=== Information supplied ===

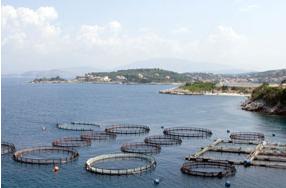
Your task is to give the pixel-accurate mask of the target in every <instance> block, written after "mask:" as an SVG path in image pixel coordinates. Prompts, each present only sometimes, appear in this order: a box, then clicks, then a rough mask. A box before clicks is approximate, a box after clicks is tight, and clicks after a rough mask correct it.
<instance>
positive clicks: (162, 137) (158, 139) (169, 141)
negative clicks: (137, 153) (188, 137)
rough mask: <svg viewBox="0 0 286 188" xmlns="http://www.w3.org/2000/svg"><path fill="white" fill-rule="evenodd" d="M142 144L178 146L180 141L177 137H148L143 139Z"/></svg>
mask: <svg viewBox="0 0 286 188" xmlns="http://www.w3.org/2000/svg"><path fill="white" fill-rule="evenodd" d="M144 142H145V143H147V144H157V145H163V146H168V145H179V144H181V143H182V139H181V138H179V137H173V136H168V135H155V136H148V137H146V138H145V139H144Z"/></svg>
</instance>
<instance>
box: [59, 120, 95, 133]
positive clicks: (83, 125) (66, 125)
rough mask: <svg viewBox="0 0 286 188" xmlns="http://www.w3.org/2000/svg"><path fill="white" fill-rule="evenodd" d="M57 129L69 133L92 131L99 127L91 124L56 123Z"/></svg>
mask: <svg viewBox="0 0 286 188" xmlns="http://www.w3.org/2000/svg"><path fill="white" fill-rule="evenodd" d="M57 127H58V128H59V129H64V130H71V131H93V130H95V129H96V128H99V127H100V125H98V124H93V123H80V122H71V123H58V124H57Z"/></svg>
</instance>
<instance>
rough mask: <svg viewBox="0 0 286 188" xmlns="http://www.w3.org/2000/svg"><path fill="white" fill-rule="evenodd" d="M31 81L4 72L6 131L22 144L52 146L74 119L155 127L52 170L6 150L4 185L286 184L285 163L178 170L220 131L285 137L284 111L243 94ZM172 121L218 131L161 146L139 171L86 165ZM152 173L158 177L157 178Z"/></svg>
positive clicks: (241, 184) (3, 129) (285, 127)
mask: <svg viewBox="0 0 286 188" xmlns="http://www.w3.org/2000/svg"><path fill="white" fill-rule="evenodd" d="M28 81H29V80H25V79H20V78H2V87H1V89H2V95H1V101H2V105H1V116H2V118H1V139H2V141H6V142H11V143H13V144H14V145H15V147H16V149H17V150H21V149H24V148H29V147H35V146H51V143H52V141H53V140H55V139H58V138H63V137H71V136H79V135H80V132H78V131H68V130H62V129H58V128H57V126H56V124H57V123H68V122H71V121H79V122H94V123H98V124H100V125H101V128H100V129H102V130H104V129H105V128H106V127H109V126H111V125H112V124H118V123H122V124H142V125H148V126H149V127H150V132H149V133H148V134H145V135H138V136H134V135H133V136H128V135H118V136H117V138H116V139H115V140H110V141H105V142H96V141H94V142H92V145H91V146H89V147H80V148H76V150H77V151H78V152H79V154H80V156H79V158H78V159H77V160H76V161H73V162H70V163H67V164H62V165H60V166H59V167H60V170H59V171H58V172H57V173H55V172H53V166H52V165H31V164H22V163H18V162H16V161H14V160H13V159H12V154H6V155H2V156H1V178H2V179H1V185H2V187H13V188H16V187H19V188H20V187H21V188H23V187H29V188H33V187H35V188H36V187H37V188H38V187H41V188H50V187H99V188H109V187H121V188H131V187H136V188H143V187H146V188H147V187H148V188H149V187H164V188H165V187H166V188H175V187H182V188H184V187H209V188H219V187H225V182H226V181H229V182H230V184H231V187H233V188H235V187H243V188H248V187H249V188H258V187H263V188H277V187H285V185H286V170H283V169H274V168H265V167H248V168H245V167H243V166H236V169H237V171H236V174H235V175H234V176H230V177H223V178H216V177H215V178H207V177H197V176H190V175H186V174H183V173H182V172H181V171H180V168H181V166H182V164H183V163H184V162H186V161H185V157H186V156H188V155H190V154H193V153H195V152H196V151H198V150H199V149H200V148H201V147H204V146H206V145H208V144H210V143H212V142H213V141H214V140H215V139H217V138H222V139H228V138H229V133H227V130H230V131H231V132H236V131H255V132H261V133H264V134H265V137H266V140H267V141H269V142H274V143H284V144H285V143H286V118H285V117H284V118H283V117H279V116H269V115H263V114H258V113H253V112H247V111H243V110H241V109H240V104H241V103H242V102H243V101H244V100H245V97H237V96H236V97H233V96H183V95H166V94H159V90H162V89H168V88H172V87H174V86H172V85H141V84H140V85H119V84H117V85H116V84H92V83H82V84H31V83H29V82H28ZM169 127H200V128H207V129H210V130H211V131H212V132H213V134H212V136H211V137H209V138H193V139H183V142H182V144H181V145H175V146H167V147H162V149H161V152H160V153H159V154H156V155H154V157H155V159H156V162H157V166H156V168H155V169H153V170H150V171H147V172H144V173H142V174H136V175H128V176H109V175H97V174H93V173H90V172H87V171H86V170H85V162H86V161H87V160H88V159H89V158H91V157H94V156H97V155H101V154H108V153H118V152H121V151H120V147H121V145H122V144H124V143H132V142H143V140H144V138H145V137H146V136H151V135H162V134H163V129H162V128H169ZM43 128H46V130H45V131H43ZM273 134H274V135H275V136H273ZM231 157H238V158H241V157H244V156H240V155H238V156H231ZM135 163H136V162H134V161H133V162H132V161H131V163H130V165H129V166H132V165H134V166H136V164H135ZM138 163H139V164H141V163H142V161H140V162H138ZM111 164H112V165H111ZM101 165H104V164H101ZM120 165H121V166H120ZM125 165H127V166H128V164H126V161H124V162H123V163H122V164H121V163H120V161H116V162H112V163H107V164H106V166H107V167H110V166H112V168H116V167H118V168H121V167H123V168H124V166H125ZM141 165H142V164H141ZM154 179H159V180H160V183H159V184H157V185H156V184H154Z"/></svg>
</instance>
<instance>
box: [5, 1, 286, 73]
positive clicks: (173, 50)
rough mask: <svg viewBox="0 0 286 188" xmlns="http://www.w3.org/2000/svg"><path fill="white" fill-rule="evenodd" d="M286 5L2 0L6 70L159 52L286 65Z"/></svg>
mask: <svg viewBox="0 0 286 188" xmlns="http://www.w3.org/2000/svg"><path fill="white" fill-rule="evenodd" d="M285 10H286V1H285V0H272V1H271V0H196V1H195V0H144V1H139V0H120V1H119V0H104V1H102V0H85V1H78V0H33V1H32V0H2V4H1V26H2V27H1V49H2V54H1V55H2V56H1V65H2V74H13V73H22V72H26V71H35V70H49V69H63V68H72V67H92V68H93V69H95V70H98V71H100V70H110V69H114V68H117V67H123V66H126V65H129V64H132V63H133V62H137V61H143V60H148V59H154V58H178V59H182V60H188V61H190V63H191V62H200V63H201V64H202V67H203V66H204V63H205V62H207V63H208V64H219V65H221V66H228V67H233V68H236V69H244V70H256V71H263V70H269V69H281V68H286V53H285V52H286V51H285V49H286V35H285V33H286V24H285V20H286V11H285ZM167 63H168V61H166V66H167V67H168V64H167ZM190 66H191V65H190ZM150 67H152V65H151V64H150Z"/></svg>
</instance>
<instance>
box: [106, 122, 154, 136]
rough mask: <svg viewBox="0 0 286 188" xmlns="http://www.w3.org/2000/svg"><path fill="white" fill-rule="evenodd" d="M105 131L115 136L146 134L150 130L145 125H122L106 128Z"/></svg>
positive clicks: (118, 125) (129, 124) (117, 125)
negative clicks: (137, 134) (117, 134)
mask: <svg viewBox="0 0 286 188" xmlns="http://www.w3.org/2000/svg"><path fill="white" fill-rule="evenodd" d="M105 131H106V132H108V133H114V134H145V133H148V132H149V131H150V128H149V127H148V126H145V125H130V124H125V125H123V124H122V125H121V124H120V125H113V126H111V127H109V128H106V129H105Z"/></svg>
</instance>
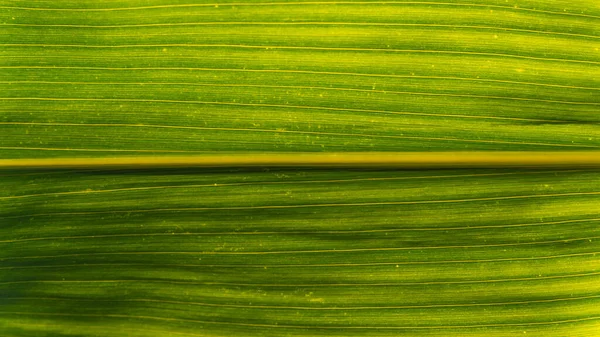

===

-- Task goal --
For this exercise, retype the listing above word for word and omit the pictures.

-- Exercise output --
Your task is to give the pixel-accurate mask of the target in every <instance> block, written after "mask:" as an SVG path in image pixel coordinates. Prompts, each present only sometimes, appear in this order: a box, then clicks, then a rough mask. A box before clicks is approximate, a box after clicks is tight, and clicks after a rough mask correct it.
<instance>
positive clicks: (162, 137) (158, 139) (169, 141)
negative clicks: (137, 153) (188, 137)
rough mask: <svg viewBox="0 0 286 188" xmlns="http://www.w3.org/2000/svg"><path fill="white" fill-rule="evenodd" d="M142 144L178 146L180 141L177 137H148L143 139Z"/></svg>
mask: <svg viewBox="0 0 286 188" xmlns="http://www.w3.org/2000/svg"><path fill="white" fill-rule="evenodd" d="M144 142H145V143H147V144H157V145H163V146H168V145H179V144H181V143H182V139H181V138H179V137H173V136H168V135H155V136H148V137H146V138H145V139H144Z"/></svg>
</instance>
<instance>
box: [59, 120, 95, 133]
positive clicks: (83, 125) (66, 125)
rough mask: <svg viewBox="0 0 286 188" xmlns="http://www.w3.org/2000/svg"><path fill="white" fill-rule="evenodd" d="M57 129L69 133L92 131L99 127L91 124L56 123Z"/></svg>
mask: <svg viewBox="0 0 286 188" xmlns="http://www.w3.org/2000/svg"><path fill="white" fill-rule="evenodd" d="M57 127H58V128H59V129H64V130H71V131H93V130H95V129H96V128H99V127H100V125H98V124H93V123H80V122H71V123H58V124H57Z"/></svg>
</instance>
<instance>
rough mask: <svg viewBox="0 0 286 188" xmlns="http://www.w3.org/2000/svg"><path fill="white" fill-rule="evenodd" d="M31 81L4 72L6 131L22 144L52 146L74 119L155 127L52 170L6 150L4 185L286 184L285 163L178 170L220 131L285 137L284 111L243 94ZM172 121L218 131L161 146L139 171L86 165ZM152 173L158 177L157 178Z"/></svg>
positive clicks: (241, 184) (3, 129) (285, 127)
mask: <svg viewBox="0 0 286 188" xmlns="http://www.w3.org/2000/svg"><path fill="white" fill-rule="evenodd" d="M28 81H29V80H25V79H20V78H2V87H1V89H2V95H1V101H2V105H1V116H2V118H1V139H2V141H6V142H11V143H13V144H14V145H15V147H16V149H17V150H21V149H24V148H29V147H35V146H51V143H52V141H53V140H55V139H58V138H63V137H71V136H79V135H80V132H78V131H68V130H62V129H58V128H57V126H56V124H57V123H68V122H71V121H79V122H94V123H98V124H100V125H101V128H100V129H102V130H104V129H105V128H106V127H109V126H111V125H112V124H118V123H122V124H142V125H148V126H149V127H150V132H149V133H148V134H145V135H138V136H134V135H133V136H128V135H118V136H117V138H116V139H115V140H110V141H105V142H96V141H94V142H92V145H91V146H89V147H80V148H76V150H77V151H78V152H79V154H80V156H79V158H78V159H77V160H76V161H73V162H70V163H67V164H62V165H60V166H59V167H60V170H59V171H58V172H57V173H55V172H53V166H52V165H31V164H22V163H18V162H16V161H14V160H13V159H12V154H6V155H2V156H1V178H2V179H1V185H2V187H13V188H16V187H19V188H20V187H21V188H23V187H29V188H33V187H35V188H36V187H37V188H38V187H41V188H50V187H99V188H109V187H121V188H131V187H136V188H143V187H146V188H147V187H148V188H149V187H164V188H165V187H166V188H175V187H182V188H184V187H209V188H219V187H225V182H226V181H229V182H230V184H231V187H233V188H235V187H243V188H248V187H249V188H258V187H263V188H277V187H285V185H286V170H283V169H274V168H265V167H248V168H245V167H243V166H236V169H237V171H236V174H235V175H234V176H230V177H223V178H216V177H215V178H207V177H197V176H190V175H186V174H183V173H182V172H181V171H180V168H181V166H182V164H183V163H184V162H186V161H185V157H186V156H188V155H190V154H193V153H195V152H196V151H198V150H199V149H200V148H201V147H204V146H206V145H208V144H210V143H212V142H213V141H214V140H215V139H217V138H222V139H228V138H229V133H227V130H230V131H231V132H236V131H255V132H261V133H264V134H265V137H266V140H267V141H269V142H274V143H284V144H285V143H286V118H285V117H284V118H283V117H279V116H269V115H263V114H258V113H253V112H247V111H243V110H241V109H240V104H241V103H242V102H243V101H244V100H245V97H237V96H236V97H233V96H183V95H166V94H159V90H162V89H168V88H172V87H174V86H172V85H141V84H140V85H119V84H117V85H116V84H92V83H82V84H31V83H29V82H28ZM169 127H200V128H207V129H210V130H211V131H212V132H213V134H212V136H211V137H209V138H193V139H183V142H182V144H181V145H175V146H167V147H162V149H161V152H160V153H159V154H156V155H154V157H155V159H156V162H157V166H156V168H155V169H153V170H150V171H147V172H144V173H142V174H136V175H128V176H109V175H97V174H93V173H90V172H87V171H86V170H85V162H86V161H87V160H88V159H89V158H91V157H94V156H97V155H101V154H108V153H118V152H121V151H120V147H121V145H122V144H124V143H132V142H143V140H144V138H145V137H146V136H151V135H162V134H163V129H162V128H169ZM43 128H46V130H45V131H43ZM273 134H274V135H275V136H273ZM231 157H238V158H241V157H244V156H240V155H238V156H231ZM135 163H136V162H134V161H133V162H132V161H131V163H130V165H129V166H132V165H134V166H136V164H135ZM138 163H139V164H141V163H142V161H140V162H138ZM111 164H112V165H111ZM101 165H104V164H101ZM120 165H121V166H120ZM125 165H127V166H128V164H126V161H124V162H123V163H122V164H121V163H120V161H116V162H112V163H107V164H106V166H107V167H110V166H112V168H116V167H118V168H121V167H123V168H124V166H125ZM141 165H142V164H141ZM154 179H159V180H160V183H159V184H157V185H156V184H154Z"/></svg>
</instance>
<instance>
box: [5, 1, 286, 73]
positive clicks: (173, 50)
rough mask: <svg viewBox="0 0 286 188" xmlns="http://www.w3.org/2000/svg"><path fill="white" fill-rule="evenodd" d="M286 5L2 0L6 70L159 52L286 65Z"/></svg>
mask: <svg viewBox="0 0 286 188" xmlns="http://www.w3.org/2000/svg"><path fill="white" fill-rule="evenodd" d="M285 10H286V1H285V0H272V1H271V0H196V1H195V0H144V1H139V0H120V1H119V0H104V1H102V0H85V1H78V0H33V1H32V0H2V4H1V26H2V27H1V49H2V54H1V55H2V56H1V65H2V74H13V73H22V72H26V71H35V70H49V69H63V68H72V67H92V68H93V69H95V70H98V71H100V70H110V69H114V68H117V67H123V66H126V65H129V64H132V63H133V62H137V61H143V60H148V59H154V58H178V59H182V60H188V61H190V63H191V62H200V63H201V64H202V67H203V66H204V63H205V62H207V63H208V64H219V65H221V66H228V67H233V68H236V69H244V70H256V71H263V70H269V69H281V68H286V53H285V52H286V51H285V49H286V35H285V33H286V24H285V20H286V11H285ZM167 63H168V61H166V66H167V67H168V64H167ZM190 66H191V65H190ZM150 67H152V65H151V64H150Z"/></svg>
</instance>
<instance>
box: [106, 122, 154, 136]
rough mask: <svg viewBox="0 0 286 188" xmlns="http://www.w3.org/2000/svg"><path fill="white" fill-rule="evenodd" d="M105 131L115 136L146 134L150 130L145 125H122L106 128Z"/></svg>
positive clicks: (118, 125) (129, 124) (117, 125)
negative clicks: (137, 134) (117, 134)
mask: <svg viewBox="0 0 286 188" xmlns="http://www.w3.org/2000/svg"><path fill="white" fill-rule="evenodd" d="M105 131H106V132H108V133H114V134H145V133H148V132H149V131H150V128H149V127H148V126H145V125H130V124H125V125H123V124H122V125H121V124H120V125H113V126H111V127H109V128H106V129H105Z"/></svg>
</instance>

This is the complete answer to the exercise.